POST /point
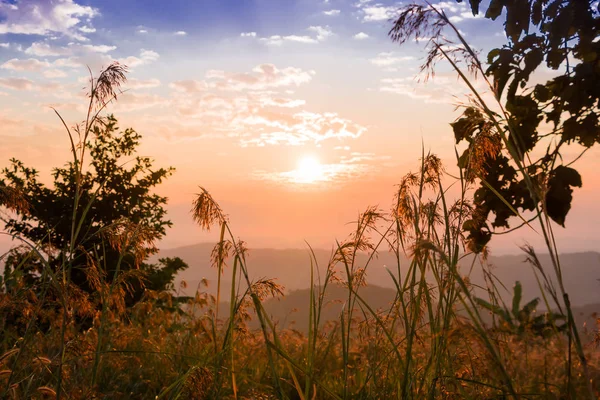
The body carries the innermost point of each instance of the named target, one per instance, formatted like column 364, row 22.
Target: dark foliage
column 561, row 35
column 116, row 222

--

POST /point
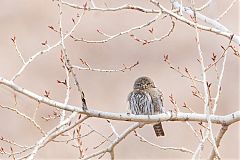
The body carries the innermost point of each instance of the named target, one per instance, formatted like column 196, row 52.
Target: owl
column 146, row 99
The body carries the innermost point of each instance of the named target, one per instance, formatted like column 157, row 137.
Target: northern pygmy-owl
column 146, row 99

...

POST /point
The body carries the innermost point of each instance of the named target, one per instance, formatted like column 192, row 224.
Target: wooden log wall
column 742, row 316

» **Exercise aim**:
Please list each line in the data above that contains the word "carries".

» **Result for this exercise**:
The body carries the innermost point of each instance of the named target, one per instance, formatted like column 364, row 22.
The body carries the innermost point of each instance of the named target, one per instance, formatted like column 196, row 52.
The body carries the innermost point of each instance of the named target, one per instance, formatted like column 157, row 137.
The body carries the innermost point of each instance of the named target, one per instance, formatted like column 192, row 224.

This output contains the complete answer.